§ **The records**
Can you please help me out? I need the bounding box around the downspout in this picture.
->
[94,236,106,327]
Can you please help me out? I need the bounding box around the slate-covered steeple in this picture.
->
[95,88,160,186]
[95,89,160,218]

§ **What you need to do**
Please print the listing above again, every line unchanged.

§ **Solved exercise**
Can you please help me out? I need the bounding box around the downspout in this picture.
->
[94,236,106,327]
Can you please help me out? I need the bounding box around the slate-covered steeple in this picture.
->
[95,88,160,186]
[95,89,160,218]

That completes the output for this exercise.